Lines before the one containing "Where can the nose" are excluded; retype that line and all remaining lines of the material exactly.

*Information shown:*
####

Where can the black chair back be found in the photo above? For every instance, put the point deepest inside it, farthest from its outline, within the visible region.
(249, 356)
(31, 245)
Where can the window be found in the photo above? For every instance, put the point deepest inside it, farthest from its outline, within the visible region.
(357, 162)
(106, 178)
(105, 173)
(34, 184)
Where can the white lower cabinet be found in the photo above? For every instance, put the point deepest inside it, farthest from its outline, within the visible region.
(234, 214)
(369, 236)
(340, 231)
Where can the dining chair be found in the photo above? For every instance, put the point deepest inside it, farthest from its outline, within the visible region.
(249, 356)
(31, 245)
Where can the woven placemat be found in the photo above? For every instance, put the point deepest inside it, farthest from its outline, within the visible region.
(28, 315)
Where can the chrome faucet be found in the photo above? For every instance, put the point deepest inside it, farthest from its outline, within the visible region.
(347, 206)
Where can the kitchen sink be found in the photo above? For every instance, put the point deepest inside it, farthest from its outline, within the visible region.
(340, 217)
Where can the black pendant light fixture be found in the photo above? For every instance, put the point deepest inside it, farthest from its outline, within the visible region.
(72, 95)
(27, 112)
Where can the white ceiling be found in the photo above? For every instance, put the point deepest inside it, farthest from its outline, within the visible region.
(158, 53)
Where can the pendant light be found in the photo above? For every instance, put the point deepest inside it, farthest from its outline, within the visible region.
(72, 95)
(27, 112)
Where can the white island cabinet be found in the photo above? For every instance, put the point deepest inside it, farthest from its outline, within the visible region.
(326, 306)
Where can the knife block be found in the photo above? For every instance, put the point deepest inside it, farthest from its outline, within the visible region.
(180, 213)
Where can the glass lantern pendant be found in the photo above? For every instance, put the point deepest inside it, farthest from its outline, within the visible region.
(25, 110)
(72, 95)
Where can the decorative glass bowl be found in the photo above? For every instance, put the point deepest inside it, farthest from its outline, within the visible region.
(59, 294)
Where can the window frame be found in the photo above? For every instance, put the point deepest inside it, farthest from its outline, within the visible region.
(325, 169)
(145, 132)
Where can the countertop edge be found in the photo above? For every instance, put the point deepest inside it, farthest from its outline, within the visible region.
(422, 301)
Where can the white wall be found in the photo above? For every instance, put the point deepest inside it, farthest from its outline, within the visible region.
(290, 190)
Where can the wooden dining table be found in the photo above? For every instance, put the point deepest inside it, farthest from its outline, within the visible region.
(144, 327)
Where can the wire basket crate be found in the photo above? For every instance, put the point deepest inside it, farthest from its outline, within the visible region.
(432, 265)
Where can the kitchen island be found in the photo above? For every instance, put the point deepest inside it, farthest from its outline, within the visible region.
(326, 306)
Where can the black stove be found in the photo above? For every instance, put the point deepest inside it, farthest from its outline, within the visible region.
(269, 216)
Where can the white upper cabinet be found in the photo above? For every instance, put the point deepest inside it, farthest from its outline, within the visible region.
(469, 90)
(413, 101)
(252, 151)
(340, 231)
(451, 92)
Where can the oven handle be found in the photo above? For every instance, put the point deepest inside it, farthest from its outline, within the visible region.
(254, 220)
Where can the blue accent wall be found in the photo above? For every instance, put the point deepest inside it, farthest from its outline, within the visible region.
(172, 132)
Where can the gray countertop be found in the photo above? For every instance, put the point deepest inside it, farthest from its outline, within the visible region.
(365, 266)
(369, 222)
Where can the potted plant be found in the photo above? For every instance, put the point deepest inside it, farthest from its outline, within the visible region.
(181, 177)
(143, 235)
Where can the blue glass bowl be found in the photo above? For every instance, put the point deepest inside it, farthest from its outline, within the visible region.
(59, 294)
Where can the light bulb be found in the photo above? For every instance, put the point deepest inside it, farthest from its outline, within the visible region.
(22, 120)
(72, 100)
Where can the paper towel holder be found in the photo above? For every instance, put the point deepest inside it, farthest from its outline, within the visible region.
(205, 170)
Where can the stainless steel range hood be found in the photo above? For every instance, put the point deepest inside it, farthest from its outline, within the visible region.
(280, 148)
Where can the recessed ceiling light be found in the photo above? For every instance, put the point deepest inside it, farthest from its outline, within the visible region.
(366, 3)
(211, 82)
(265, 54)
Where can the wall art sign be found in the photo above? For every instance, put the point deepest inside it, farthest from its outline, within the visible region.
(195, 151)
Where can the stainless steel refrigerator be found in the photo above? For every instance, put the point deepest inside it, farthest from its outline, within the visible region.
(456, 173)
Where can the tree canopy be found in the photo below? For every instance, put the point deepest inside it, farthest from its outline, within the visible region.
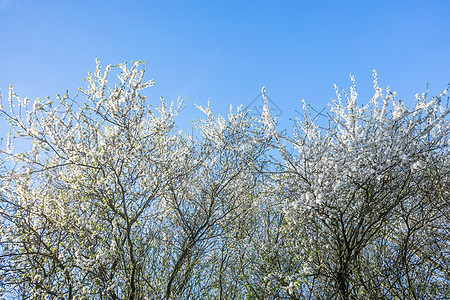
(111, 202)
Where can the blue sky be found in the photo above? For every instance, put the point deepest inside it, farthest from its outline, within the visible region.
(227, 50)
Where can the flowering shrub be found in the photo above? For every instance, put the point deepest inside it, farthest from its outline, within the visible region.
(111, 202)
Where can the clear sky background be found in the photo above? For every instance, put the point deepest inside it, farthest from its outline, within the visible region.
(227, 50)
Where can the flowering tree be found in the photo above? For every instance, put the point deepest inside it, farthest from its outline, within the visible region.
(110, 202)
(366, 202)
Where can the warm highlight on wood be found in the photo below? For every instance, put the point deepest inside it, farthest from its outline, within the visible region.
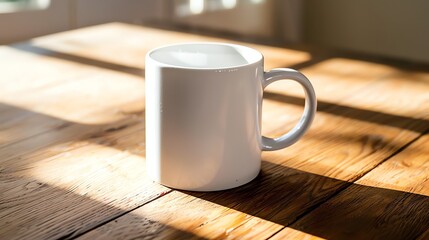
(72, 148)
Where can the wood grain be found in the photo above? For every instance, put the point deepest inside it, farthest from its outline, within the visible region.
(72, 147)
(390, 202)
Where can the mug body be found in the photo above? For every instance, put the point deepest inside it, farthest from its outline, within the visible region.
(203, 115)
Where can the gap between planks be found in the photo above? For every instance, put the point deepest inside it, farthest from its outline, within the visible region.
(341, 189)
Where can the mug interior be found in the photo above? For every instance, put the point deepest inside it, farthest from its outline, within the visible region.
(205, 55)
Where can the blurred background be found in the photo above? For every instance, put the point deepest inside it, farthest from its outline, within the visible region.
(395, 29)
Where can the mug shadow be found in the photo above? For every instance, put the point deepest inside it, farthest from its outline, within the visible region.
(50, 212)
(279, 194)
(292, 198)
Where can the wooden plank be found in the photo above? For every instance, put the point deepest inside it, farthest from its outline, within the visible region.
(61, 171)
(292, 182)
(390, 202)
(424, 235)
(339, 148)
(295, 180)
(72, 187)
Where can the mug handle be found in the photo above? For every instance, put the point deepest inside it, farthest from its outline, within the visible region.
(291, 137)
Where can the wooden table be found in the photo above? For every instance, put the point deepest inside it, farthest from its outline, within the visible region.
(72, 148)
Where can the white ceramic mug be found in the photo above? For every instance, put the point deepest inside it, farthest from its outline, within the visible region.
(203, 115)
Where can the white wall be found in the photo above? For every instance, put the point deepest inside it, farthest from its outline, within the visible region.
(395, 28)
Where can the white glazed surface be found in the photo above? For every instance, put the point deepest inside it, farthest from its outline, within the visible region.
(203, 113)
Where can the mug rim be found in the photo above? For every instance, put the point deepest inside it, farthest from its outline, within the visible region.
(253, 51)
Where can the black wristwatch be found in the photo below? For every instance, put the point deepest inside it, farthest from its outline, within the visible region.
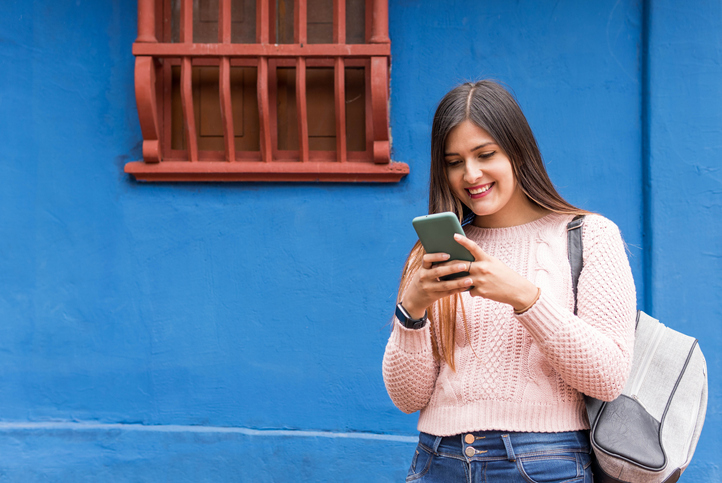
(406, 319)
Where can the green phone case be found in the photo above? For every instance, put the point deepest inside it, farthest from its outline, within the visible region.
(436, 233)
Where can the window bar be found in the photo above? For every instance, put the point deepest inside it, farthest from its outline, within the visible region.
(264, 113)
(224, 79)
(186, 37)
(300, 33)
(379, 83)
(339, 37)
(146, 21)
(145, 85)
(380, 23)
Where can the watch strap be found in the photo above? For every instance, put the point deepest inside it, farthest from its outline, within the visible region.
(406, 319)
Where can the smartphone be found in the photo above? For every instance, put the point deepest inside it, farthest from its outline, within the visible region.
(436, 233)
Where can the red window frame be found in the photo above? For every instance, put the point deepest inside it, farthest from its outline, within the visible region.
(152, 87)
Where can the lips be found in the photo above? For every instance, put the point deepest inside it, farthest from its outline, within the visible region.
(479, 191)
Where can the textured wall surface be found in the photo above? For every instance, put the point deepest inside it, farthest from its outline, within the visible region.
(234, 332)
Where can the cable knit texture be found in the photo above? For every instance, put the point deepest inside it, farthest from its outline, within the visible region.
(526, 372)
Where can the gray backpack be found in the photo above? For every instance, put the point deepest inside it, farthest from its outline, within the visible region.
(650, 432)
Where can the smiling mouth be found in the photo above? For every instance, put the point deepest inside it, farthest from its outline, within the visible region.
(479, 190)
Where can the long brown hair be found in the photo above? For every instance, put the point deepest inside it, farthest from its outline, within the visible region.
(491, 107)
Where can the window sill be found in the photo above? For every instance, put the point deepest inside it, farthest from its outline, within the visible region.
(278, 171)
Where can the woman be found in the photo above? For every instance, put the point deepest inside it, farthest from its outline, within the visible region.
(500, 367)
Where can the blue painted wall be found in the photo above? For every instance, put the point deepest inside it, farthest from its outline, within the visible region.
(209, 332)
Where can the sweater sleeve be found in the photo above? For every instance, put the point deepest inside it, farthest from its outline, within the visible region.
(409, 367)
(593, 350)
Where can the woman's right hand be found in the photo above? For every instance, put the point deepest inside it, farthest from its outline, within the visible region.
(426, 287)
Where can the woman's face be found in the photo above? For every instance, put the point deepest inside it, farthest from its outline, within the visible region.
(481, 176)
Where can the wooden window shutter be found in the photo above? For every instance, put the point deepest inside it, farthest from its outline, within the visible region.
(259, 90)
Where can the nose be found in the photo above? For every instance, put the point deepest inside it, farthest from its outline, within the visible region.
(472, 172)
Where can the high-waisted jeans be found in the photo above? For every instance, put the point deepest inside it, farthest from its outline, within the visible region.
(502, 456)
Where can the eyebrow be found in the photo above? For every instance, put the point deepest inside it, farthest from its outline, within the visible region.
(475, 149)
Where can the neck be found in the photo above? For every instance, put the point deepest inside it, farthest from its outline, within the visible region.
(513, 214)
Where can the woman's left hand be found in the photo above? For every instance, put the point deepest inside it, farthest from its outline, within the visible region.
(494, 280)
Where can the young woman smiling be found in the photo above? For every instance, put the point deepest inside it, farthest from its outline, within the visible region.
(500, 368)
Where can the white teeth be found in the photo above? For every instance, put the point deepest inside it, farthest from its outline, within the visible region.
(480, 190)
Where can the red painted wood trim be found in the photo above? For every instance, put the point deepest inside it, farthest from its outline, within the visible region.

####

*Written response:*
Where can the nose be found in the photo above? For every instance, put the point deepest inside it, farthest from its outline, within the visible region.
(472, 172)
Where can the high-waisted jeans be found in the photo above? For every instance, put the point deepest inside it, farthest from its outline, within the visible region.
(502, 456)
Where can the eyebrow be found in the photo above? For every instance, put the point deepest inside it, farthest from its outline, within the visible region.
(475, 149)
Where can the neck be found in the photo above? For every instance, put the point deepest inside it, farthest from its outline, within the visible region.
(513, 214)
Where can the woman's left hand be found in the photo above? For every instance, put the point deepest inside it, farthest from its outline, within the visible region.
(494, 280)
Where can the young woman smiling be found in the photo above? For every instance, put the point deepest inside it, farthest from its outline, within the visible region.
(500, 368)
Where can the white teeth be found in the photo above? For every instance, put the point deepest inside it, farthest from its outline, within the visible region.
(480, 190)
Where can the red painted wood trim be found in the photo above? For every instance, put the point deepest inside it, farthest from its outline, within the visible region.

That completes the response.